## Task brief:
Count the lines in the entries below that contain the string "window", and give only that number.

## Coordinate annotation entries:
╔══
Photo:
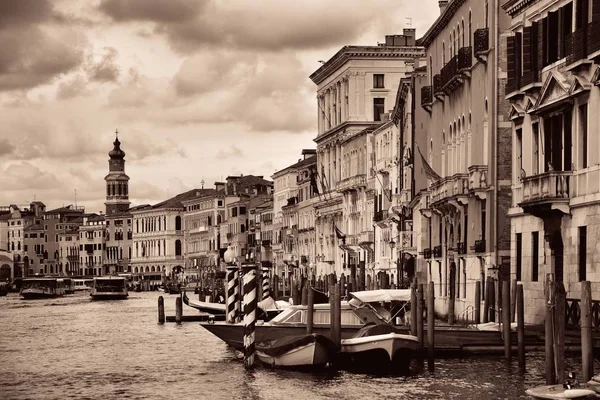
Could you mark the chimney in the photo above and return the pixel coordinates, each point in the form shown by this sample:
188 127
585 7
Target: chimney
443 4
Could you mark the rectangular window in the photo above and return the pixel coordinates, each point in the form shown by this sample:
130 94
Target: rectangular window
378 108
535 132
519 256
535 248
378 81
581 253
583 136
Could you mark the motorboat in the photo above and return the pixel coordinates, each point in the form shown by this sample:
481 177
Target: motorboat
303 351
40 288
572 389
109 288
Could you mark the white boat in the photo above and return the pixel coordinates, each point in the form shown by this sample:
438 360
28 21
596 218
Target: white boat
82 284
379 346
109 288
39 288
309 350
570 390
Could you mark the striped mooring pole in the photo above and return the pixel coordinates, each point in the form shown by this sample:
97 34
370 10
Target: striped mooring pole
232 294
266 284
250 303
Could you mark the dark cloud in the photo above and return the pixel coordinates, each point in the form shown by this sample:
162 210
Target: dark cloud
232 152
33 51
269 25
105 70
6 148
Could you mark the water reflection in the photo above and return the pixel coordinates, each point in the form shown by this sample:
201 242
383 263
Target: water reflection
73 348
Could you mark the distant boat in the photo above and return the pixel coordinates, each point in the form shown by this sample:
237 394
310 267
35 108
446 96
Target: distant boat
570 390
309 350
40 288
109 288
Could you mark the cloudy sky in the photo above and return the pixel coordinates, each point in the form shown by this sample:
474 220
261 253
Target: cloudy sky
197 89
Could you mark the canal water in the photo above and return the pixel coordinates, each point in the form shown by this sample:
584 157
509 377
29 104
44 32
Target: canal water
73 348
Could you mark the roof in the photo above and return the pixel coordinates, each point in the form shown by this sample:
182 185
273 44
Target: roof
440 23
347 53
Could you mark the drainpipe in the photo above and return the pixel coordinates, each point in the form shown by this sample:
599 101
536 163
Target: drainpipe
494 113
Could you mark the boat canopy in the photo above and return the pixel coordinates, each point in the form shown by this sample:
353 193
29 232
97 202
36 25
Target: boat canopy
376 296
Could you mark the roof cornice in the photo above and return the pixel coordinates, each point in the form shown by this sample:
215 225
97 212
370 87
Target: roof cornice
514 7
440 23
361 52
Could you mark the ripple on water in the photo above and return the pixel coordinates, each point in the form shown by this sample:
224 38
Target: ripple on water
73 348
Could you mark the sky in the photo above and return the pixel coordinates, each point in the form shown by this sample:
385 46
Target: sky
198 90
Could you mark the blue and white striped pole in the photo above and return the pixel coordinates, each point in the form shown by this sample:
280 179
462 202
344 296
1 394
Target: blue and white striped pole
232 294
266 284
250 304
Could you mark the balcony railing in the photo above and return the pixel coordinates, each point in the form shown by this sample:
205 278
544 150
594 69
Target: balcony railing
456 185
427 253
352 183
380 215
593 39
546 187
426 96
481 40
479 246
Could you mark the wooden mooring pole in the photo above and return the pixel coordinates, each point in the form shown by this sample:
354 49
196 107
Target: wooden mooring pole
310 309
477 303
430 326
506 320
587 344
520 308
178 309
549 331
161 310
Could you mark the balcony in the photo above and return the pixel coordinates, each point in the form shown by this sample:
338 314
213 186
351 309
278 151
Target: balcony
381 215
456 186
437 87
479 246
481 40
352 183
427 97
593 39
546 192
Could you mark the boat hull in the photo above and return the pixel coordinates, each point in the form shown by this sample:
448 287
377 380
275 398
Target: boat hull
559 392
109 296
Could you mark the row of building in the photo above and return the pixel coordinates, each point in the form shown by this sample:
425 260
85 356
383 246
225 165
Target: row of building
465 154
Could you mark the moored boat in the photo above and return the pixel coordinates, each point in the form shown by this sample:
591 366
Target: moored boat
304 351
41 288
570 390
109 288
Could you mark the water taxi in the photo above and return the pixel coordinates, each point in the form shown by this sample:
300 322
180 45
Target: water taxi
109 288
39 288
83 284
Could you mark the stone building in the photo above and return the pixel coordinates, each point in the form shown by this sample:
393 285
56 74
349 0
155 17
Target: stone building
469 143
356 89
553 89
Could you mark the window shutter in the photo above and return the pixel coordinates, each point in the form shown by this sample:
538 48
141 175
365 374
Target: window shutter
527 67
540 44
510 60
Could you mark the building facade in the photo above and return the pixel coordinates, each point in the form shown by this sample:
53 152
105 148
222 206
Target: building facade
553 88
356 90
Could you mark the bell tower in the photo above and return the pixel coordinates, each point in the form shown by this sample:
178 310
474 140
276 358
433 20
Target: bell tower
117 182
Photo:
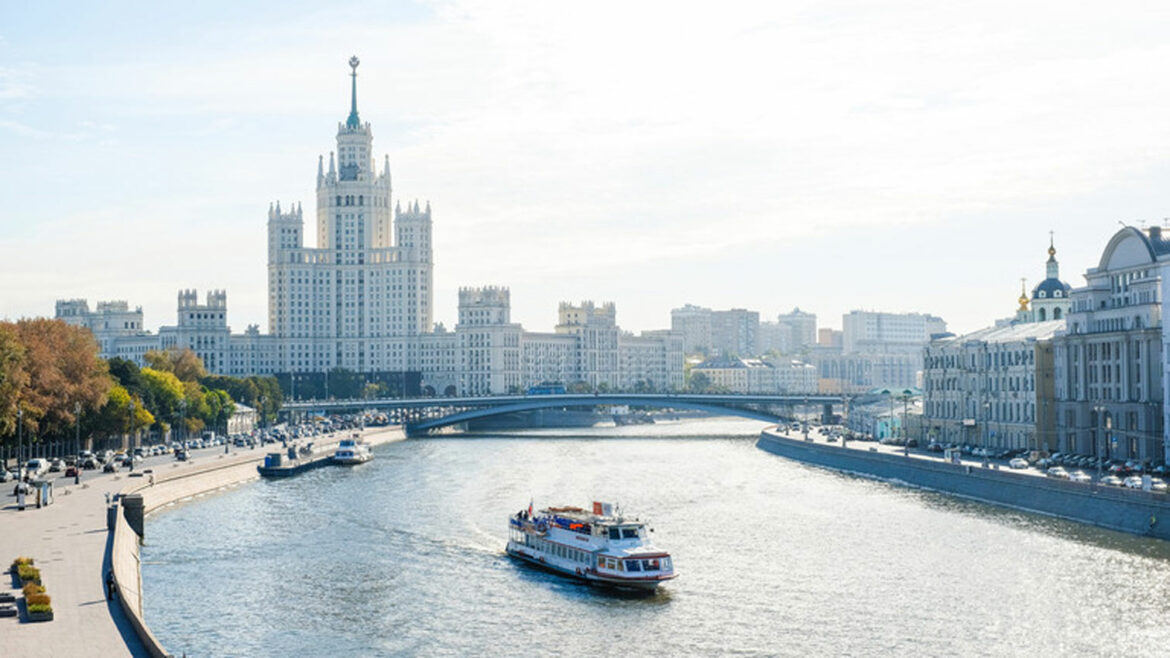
╚══
## Full response:
4